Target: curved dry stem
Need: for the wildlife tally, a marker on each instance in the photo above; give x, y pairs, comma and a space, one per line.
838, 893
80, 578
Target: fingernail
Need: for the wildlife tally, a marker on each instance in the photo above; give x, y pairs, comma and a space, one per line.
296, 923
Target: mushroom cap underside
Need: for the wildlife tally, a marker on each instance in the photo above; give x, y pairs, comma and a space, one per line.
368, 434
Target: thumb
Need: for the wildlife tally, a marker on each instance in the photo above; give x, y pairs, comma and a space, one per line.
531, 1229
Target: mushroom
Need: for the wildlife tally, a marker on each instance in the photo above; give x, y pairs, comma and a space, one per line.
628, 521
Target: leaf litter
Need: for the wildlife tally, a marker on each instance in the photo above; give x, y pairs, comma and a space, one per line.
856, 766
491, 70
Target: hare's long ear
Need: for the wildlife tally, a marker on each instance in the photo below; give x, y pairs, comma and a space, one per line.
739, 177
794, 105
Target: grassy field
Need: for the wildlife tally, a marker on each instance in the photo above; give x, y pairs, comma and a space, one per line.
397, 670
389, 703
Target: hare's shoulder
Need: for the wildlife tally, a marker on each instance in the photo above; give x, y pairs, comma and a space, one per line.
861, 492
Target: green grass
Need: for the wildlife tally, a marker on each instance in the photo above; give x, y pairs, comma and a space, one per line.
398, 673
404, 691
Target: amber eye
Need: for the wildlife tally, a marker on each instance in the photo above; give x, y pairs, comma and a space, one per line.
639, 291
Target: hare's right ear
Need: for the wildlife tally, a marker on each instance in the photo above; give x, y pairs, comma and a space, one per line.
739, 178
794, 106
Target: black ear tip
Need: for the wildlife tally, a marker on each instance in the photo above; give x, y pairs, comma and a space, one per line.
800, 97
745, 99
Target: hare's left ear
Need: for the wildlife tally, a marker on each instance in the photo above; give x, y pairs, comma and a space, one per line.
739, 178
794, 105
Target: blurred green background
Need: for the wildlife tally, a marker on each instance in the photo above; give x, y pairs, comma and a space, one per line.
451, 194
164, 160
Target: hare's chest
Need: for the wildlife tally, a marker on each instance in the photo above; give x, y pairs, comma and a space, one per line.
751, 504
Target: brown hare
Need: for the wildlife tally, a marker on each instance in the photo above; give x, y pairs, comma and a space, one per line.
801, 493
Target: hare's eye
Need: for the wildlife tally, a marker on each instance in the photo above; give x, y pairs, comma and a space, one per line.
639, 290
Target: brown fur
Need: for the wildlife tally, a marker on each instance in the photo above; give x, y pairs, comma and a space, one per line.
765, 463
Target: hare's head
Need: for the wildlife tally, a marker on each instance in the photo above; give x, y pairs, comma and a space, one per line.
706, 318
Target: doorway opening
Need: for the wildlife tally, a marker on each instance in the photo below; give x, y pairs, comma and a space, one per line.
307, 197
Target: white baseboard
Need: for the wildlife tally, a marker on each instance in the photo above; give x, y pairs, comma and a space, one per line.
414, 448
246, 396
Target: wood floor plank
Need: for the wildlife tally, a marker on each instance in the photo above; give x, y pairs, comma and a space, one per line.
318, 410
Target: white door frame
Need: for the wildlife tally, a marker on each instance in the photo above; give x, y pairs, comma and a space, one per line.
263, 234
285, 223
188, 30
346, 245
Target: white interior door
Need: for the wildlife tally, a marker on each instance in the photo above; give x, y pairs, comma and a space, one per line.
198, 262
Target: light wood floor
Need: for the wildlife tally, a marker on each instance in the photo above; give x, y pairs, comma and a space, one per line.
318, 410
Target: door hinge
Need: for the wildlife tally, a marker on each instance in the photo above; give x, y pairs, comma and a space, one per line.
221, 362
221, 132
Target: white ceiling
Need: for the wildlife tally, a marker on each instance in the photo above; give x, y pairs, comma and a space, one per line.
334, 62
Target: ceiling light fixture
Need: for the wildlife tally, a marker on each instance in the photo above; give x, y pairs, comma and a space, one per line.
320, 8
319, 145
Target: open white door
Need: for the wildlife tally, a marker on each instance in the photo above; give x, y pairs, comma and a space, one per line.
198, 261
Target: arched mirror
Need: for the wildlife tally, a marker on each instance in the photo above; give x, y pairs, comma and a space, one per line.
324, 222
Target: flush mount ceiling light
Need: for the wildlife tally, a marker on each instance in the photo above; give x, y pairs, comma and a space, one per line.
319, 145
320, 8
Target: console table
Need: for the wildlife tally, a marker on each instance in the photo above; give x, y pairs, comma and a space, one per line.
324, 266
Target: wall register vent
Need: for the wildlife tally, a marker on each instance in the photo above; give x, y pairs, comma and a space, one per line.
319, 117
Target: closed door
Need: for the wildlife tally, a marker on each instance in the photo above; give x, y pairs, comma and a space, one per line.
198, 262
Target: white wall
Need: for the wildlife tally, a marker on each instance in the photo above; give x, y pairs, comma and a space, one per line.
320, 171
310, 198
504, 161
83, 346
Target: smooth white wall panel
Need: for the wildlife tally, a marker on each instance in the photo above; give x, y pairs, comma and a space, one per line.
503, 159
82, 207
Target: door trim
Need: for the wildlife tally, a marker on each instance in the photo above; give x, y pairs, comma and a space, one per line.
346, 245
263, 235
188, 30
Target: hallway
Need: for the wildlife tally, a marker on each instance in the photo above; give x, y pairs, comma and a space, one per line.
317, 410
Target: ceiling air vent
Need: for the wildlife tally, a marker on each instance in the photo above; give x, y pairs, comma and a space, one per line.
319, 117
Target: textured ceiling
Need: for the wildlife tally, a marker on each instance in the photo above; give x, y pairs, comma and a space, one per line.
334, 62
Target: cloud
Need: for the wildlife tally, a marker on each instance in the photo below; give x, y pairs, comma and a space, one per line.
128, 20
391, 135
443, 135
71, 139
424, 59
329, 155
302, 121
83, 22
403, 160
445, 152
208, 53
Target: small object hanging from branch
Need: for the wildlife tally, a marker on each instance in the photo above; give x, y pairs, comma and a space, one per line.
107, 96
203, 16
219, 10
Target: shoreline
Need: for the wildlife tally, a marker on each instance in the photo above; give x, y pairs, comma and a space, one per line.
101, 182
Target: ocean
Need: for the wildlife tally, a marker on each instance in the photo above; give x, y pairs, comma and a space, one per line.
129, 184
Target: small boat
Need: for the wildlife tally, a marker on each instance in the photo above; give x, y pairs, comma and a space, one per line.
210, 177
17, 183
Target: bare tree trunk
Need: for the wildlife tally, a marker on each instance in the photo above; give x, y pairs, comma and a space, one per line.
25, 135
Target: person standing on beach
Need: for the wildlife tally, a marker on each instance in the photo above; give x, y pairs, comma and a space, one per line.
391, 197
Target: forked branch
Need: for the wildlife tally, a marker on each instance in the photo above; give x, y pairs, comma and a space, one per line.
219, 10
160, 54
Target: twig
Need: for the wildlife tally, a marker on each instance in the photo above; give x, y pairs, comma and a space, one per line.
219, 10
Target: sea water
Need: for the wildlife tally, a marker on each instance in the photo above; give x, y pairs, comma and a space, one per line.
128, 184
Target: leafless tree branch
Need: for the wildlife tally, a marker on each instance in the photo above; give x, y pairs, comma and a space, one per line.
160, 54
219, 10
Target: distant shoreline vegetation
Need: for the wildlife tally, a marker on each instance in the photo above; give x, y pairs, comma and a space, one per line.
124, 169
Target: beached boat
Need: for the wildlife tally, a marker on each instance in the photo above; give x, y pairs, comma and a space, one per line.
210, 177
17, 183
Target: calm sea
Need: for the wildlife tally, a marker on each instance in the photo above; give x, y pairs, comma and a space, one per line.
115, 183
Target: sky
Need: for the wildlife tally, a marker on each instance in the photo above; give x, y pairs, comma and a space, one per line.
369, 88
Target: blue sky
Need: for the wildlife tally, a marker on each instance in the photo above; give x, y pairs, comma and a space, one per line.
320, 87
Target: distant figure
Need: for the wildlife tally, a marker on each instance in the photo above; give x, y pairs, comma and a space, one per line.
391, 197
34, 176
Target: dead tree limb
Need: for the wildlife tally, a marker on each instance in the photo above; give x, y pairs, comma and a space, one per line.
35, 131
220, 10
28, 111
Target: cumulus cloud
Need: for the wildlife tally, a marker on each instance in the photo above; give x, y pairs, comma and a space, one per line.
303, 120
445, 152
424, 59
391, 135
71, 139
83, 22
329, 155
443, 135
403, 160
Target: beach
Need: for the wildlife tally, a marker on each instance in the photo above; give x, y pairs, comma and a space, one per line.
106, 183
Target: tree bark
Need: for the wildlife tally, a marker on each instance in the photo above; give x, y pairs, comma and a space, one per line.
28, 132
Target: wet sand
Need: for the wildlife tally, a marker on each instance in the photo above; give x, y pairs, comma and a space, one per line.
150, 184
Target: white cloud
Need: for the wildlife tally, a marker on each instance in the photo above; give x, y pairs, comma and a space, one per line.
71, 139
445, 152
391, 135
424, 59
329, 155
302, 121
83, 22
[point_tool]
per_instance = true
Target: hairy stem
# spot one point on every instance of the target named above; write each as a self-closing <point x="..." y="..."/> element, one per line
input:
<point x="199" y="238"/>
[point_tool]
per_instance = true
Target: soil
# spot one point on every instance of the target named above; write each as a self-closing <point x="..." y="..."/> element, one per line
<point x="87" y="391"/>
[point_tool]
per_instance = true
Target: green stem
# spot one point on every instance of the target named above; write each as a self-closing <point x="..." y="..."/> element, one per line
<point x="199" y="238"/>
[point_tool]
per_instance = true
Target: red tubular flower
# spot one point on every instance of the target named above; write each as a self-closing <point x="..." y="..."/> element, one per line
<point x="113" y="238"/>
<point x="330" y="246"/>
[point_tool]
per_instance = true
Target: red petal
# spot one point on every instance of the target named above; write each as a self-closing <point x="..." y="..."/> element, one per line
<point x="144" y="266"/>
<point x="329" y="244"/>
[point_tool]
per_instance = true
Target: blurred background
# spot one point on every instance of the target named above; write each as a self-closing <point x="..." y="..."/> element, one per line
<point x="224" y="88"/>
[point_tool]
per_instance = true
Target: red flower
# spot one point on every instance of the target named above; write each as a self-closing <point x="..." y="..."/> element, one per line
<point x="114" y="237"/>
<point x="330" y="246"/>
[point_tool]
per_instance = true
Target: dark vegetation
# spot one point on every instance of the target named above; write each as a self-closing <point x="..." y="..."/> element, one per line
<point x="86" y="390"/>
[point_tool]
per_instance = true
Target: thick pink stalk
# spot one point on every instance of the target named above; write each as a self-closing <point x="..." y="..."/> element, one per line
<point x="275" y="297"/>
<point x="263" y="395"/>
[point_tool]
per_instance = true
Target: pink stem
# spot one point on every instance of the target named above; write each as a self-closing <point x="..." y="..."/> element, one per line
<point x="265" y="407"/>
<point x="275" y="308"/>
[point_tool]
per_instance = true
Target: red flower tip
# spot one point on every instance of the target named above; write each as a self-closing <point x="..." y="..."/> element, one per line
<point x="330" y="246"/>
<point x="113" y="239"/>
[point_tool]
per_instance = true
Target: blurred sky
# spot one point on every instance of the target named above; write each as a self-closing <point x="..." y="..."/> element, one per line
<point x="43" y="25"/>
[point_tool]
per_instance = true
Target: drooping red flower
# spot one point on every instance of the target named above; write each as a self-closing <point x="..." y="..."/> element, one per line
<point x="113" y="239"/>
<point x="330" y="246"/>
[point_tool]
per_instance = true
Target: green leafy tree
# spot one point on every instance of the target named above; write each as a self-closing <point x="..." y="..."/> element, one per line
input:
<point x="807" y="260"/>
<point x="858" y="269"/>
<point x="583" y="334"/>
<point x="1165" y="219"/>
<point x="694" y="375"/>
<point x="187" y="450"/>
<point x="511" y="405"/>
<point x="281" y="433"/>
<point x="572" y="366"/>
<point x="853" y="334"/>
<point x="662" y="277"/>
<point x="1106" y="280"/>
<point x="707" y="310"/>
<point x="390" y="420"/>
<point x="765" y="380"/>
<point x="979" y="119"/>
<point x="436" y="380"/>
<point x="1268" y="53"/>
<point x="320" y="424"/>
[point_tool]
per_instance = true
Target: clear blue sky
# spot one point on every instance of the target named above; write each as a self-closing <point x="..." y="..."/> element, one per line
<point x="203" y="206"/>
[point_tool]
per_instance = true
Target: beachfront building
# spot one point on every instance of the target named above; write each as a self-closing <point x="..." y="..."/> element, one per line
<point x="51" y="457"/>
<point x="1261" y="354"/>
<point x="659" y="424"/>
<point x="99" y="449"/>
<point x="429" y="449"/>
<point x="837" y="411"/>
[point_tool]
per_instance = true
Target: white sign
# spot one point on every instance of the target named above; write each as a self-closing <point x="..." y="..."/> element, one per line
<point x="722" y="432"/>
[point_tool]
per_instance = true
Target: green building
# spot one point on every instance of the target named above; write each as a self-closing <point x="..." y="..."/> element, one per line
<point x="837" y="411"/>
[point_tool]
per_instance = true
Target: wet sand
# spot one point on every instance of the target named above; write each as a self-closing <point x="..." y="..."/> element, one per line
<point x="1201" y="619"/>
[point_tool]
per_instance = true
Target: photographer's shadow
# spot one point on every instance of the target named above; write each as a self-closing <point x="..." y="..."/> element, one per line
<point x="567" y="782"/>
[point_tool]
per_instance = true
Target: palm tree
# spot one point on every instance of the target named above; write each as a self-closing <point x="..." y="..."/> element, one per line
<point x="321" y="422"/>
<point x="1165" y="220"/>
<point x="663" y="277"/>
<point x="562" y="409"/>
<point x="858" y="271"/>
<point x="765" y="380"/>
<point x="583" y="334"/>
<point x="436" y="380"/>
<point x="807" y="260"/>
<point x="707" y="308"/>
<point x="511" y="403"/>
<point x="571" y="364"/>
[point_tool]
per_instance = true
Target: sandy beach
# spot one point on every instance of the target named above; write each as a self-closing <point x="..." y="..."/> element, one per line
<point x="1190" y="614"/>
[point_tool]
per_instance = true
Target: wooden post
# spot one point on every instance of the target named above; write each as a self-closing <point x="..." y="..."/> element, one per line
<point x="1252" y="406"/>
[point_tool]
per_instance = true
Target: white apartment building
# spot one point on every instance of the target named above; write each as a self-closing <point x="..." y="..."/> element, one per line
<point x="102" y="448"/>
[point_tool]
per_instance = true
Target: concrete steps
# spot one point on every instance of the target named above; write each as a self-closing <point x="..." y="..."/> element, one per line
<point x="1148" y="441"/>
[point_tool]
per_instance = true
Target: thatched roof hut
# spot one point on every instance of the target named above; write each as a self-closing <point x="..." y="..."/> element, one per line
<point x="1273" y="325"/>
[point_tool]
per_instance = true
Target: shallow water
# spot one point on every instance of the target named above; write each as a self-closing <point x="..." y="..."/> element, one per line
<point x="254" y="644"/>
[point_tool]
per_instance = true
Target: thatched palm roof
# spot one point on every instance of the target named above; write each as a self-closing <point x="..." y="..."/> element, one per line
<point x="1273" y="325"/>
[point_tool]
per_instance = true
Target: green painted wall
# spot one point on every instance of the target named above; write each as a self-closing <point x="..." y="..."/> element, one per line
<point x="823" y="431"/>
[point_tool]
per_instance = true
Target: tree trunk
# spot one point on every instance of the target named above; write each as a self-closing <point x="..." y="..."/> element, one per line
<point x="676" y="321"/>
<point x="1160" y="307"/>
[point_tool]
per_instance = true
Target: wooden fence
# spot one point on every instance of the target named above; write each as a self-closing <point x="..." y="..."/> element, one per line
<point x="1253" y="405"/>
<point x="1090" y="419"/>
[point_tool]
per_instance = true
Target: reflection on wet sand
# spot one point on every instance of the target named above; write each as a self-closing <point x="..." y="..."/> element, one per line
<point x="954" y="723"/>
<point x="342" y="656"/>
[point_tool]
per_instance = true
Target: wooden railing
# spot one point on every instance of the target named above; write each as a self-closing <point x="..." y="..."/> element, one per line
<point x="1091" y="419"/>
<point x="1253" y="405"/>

→ **DIRECTIONS FOR THIS TASK**: Please report how many lines of the records above contain the word "flower", giving only the number.

→ **SOLUTION TO THIS PROBLEM**: 4